--- Work to do ---
Rewrite every line of the items from the line with "Locate every instance of the small tree" through the end of the items, keeping the text lines unchanged. Scale each coordinate in those lines by 0.6 and round it to a whole number, rounding halves up.

Location labeling records:
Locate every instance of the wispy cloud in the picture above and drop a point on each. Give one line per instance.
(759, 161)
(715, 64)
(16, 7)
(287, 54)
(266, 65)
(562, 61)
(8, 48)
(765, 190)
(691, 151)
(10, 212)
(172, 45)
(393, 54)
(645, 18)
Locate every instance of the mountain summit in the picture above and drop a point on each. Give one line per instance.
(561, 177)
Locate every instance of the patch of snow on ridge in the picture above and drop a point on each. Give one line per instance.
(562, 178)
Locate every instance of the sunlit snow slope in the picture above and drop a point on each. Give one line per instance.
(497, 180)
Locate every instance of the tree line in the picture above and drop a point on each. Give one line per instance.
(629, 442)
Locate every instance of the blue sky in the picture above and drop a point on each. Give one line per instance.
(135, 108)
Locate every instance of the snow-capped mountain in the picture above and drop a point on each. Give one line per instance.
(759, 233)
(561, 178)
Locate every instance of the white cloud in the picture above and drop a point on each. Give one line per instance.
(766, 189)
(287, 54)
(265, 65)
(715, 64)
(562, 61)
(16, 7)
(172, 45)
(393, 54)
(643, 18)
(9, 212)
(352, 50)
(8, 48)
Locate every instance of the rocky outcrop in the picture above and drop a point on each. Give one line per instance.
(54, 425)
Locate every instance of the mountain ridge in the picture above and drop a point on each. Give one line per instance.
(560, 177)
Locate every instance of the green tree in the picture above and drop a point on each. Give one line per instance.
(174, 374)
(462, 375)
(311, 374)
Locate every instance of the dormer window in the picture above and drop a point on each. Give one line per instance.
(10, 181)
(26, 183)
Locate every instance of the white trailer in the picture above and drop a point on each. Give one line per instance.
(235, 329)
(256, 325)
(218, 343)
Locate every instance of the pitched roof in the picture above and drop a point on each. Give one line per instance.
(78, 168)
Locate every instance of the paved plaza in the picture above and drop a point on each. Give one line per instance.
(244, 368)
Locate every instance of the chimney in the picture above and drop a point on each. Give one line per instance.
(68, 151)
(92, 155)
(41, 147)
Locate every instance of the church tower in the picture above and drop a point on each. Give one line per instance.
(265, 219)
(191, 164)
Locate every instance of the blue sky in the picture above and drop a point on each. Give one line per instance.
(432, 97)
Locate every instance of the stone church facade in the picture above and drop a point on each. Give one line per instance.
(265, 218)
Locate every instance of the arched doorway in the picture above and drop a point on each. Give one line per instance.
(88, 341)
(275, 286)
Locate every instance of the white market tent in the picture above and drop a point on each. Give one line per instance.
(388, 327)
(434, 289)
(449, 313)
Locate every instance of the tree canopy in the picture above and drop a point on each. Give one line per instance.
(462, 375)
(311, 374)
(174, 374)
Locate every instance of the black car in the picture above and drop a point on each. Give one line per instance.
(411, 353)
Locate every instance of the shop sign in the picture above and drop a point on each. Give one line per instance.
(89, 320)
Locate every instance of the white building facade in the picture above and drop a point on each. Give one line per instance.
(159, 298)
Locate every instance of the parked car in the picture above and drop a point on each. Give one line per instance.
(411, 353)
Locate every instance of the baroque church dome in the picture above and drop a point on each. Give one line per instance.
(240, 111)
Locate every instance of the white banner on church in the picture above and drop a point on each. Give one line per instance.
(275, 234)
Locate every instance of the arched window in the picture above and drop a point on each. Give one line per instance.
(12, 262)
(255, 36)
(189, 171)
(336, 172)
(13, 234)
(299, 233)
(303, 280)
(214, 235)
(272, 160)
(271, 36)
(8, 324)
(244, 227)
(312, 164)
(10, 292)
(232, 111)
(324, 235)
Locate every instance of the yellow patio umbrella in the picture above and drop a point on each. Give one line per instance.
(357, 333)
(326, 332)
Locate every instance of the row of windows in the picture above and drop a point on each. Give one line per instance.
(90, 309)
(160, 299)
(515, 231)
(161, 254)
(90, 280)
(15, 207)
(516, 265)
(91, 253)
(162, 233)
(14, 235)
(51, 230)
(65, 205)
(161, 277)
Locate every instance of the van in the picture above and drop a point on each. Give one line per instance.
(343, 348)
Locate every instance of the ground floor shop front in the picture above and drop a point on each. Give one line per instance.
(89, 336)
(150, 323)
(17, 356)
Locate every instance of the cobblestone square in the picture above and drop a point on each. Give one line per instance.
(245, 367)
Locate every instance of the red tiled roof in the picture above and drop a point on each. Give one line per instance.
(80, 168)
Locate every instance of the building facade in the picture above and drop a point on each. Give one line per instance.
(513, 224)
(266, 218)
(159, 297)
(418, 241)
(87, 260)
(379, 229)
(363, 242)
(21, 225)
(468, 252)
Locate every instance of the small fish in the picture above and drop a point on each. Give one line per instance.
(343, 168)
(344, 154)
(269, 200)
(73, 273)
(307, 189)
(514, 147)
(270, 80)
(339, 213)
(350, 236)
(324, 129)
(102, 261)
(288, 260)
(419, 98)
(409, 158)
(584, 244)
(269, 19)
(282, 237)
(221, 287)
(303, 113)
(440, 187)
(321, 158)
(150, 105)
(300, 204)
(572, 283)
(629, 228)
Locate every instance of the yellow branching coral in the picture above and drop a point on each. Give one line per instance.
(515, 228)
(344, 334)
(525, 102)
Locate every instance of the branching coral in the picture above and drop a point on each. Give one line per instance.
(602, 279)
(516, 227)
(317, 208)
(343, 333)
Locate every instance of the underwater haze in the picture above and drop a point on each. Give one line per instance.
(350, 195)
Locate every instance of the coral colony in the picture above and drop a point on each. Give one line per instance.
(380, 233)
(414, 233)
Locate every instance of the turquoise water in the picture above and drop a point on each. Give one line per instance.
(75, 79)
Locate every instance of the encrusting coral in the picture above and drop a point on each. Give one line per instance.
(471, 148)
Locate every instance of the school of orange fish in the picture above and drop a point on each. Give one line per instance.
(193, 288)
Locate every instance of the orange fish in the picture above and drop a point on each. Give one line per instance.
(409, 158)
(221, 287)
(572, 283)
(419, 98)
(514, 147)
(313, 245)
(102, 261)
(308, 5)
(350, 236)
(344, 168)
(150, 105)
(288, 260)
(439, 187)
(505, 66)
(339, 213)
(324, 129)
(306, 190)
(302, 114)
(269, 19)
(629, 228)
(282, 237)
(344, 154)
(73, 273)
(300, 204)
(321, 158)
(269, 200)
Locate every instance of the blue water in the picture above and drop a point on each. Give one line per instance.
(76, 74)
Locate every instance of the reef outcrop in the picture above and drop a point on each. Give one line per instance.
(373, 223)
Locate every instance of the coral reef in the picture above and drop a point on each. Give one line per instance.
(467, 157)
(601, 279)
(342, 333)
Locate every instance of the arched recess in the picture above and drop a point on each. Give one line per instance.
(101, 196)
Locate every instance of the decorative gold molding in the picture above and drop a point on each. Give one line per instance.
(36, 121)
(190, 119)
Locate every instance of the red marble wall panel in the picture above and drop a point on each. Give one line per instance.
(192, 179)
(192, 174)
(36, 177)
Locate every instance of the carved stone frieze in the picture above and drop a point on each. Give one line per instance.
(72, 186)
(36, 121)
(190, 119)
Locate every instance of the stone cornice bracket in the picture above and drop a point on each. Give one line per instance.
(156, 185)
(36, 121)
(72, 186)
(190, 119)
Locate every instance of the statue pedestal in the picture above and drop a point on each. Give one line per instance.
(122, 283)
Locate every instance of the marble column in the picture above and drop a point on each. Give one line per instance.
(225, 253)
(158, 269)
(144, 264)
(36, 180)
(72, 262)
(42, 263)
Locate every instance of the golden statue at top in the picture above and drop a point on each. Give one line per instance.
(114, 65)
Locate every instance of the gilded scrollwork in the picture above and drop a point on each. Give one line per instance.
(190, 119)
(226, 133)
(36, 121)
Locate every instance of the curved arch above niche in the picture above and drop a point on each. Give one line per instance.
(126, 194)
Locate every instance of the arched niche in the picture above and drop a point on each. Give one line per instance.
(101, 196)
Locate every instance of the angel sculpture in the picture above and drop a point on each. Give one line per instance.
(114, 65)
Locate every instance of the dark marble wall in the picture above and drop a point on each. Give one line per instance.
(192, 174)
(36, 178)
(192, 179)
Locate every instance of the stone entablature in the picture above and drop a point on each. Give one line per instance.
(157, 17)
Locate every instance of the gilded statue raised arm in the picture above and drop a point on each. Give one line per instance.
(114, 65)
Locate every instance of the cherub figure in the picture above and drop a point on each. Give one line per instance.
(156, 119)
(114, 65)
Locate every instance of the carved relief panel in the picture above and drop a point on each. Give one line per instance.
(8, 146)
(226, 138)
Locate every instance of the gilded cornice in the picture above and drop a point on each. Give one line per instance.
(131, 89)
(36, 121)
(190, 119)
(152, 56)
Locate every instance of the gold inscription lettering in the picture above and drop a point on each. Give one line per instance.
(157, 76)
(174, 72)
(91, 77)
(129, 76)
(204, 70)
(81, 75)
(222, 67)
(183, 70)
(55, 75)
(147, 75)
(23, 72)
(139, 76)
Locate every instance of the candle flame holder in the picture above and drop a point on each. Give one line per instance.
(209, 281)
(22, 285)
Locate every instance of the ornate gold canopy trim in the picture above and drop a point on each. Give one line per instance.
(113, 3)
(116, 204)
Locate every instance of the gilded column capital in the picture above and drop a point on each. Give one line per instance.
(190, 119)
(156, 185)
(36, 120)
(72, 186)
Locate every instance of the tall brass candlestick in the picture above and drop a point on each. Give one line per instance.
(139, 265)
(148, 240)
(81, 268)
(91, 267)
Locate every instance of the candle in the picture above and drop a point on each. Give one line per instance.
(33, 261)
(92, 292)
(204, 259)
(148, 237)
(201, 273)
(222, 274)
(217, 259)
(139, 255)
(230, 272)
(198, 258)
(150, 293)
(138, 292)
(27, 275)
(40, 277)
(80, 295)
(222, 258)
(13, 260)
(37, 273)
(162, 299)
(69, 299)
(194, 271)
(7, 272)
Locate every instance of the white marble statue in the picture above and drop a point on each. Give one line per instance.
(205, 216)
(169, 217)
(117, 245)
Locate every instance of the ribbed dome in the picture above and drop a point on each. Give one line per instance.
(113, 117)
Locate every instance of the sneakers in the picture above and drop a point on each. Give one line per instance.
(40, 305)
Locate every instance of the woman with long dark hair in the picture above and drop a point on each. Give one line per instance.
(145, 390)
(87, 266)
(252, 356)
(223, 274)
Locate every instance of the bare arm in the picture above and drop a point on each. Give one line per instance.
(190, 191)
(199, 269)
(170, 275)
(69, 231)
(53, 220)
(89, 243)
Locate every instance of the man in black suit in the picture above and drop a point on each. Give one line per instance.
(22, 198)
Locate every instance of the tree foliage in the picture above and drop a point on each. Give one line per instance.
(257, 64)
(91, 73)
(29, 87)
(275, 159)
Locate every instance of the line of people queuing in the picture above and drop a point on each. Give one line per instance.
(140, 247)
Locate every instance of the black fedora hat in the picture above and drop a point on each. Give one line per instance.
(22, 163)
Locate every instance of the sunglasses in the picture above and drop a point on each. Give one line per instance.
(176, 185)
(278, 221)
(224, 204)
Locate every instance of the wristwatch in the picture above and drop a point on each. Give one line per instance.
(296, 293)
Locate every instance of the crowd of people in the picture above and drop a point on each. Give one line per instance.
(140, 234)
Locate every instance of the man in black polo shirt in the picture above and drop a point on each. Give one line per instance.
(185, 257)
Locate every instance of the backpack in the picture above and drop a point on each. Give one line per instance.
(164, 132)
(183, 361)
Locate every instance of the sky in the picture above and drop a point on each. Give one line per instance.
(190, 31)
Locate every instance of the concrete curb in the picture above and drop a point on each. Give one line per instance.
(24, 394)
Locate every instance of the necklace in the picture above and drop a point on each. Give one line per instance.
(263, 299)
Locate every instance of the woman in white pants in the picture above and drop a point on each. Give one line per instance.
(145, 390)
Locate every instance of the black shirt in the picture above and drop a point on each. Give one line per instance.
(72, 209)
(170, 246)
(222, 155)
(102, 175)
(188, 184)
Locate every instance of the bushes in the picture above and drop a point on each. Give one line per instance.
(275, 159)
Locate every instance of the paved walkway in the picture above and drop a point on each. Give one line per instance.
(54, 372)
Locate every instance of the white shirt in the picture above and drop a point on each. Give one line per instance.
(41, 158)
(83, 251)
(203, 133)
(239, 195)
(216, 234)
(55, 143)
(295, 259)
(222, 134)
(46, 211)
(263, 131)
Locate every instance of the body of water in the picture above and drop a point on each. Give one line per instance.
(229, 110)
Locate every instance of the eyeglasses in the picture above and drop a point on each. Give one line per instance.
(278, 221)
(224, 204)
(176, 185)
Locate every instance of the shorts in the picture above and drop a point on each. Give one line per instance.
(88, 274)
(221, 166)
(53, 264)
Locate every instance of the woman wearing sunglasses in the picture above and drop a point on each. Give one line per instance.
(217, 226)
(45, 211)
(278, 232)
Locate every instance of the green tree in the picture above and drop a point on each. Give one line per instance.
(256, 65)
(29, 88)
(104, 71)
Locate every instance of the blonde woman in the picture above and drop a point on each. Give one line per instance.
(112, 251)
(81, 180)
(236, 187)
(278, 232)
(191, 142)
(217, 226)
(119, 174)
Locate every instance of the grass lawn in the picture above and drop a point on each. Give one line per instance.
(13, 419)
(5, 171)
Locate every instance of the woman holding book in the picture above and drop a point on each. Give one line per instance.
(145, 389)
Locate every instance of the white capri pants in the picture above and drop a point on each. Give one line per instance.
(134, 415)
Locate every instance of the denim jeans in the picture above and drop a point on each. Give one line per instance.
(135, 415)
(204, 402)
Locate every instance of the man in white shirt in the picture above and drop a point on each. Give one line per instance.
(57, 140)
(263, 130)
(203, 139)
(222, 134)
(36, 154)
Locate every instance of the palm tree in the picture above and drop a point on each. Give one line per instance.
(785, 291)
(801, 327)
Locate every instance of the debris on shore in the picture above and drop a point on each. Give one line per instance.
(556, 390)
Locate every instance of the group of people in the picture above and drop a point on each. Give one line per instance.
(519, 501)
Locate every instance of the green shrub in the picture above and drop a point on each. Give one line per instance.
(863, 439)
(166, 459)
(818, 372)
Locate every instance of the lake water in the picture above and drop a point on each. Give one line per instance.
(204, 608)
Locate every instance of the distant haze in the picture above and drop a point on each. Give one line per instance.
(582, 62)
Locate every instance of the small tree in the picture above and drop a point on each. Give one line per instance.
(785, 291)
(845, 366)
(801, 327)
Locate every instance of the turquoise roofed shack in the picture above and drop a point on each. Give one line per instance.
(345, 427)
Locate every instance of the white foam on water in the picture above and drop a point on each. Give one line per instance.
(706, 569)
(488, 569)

--- Expected answer ---
Locate every instance of the small tree in the picture above and drop a point on each. Give one line per instance.
(471, 175)
(507, 220)
(481, 196)
Locate every instance of the turquoise roofed shack in the picture above and drop a point on each. Give one line per instance.
(207, 256)
Locate every instance of the white foam on water in the picture above and drop a point on each. Give one line per instance.
(424, 341)
(293, 341)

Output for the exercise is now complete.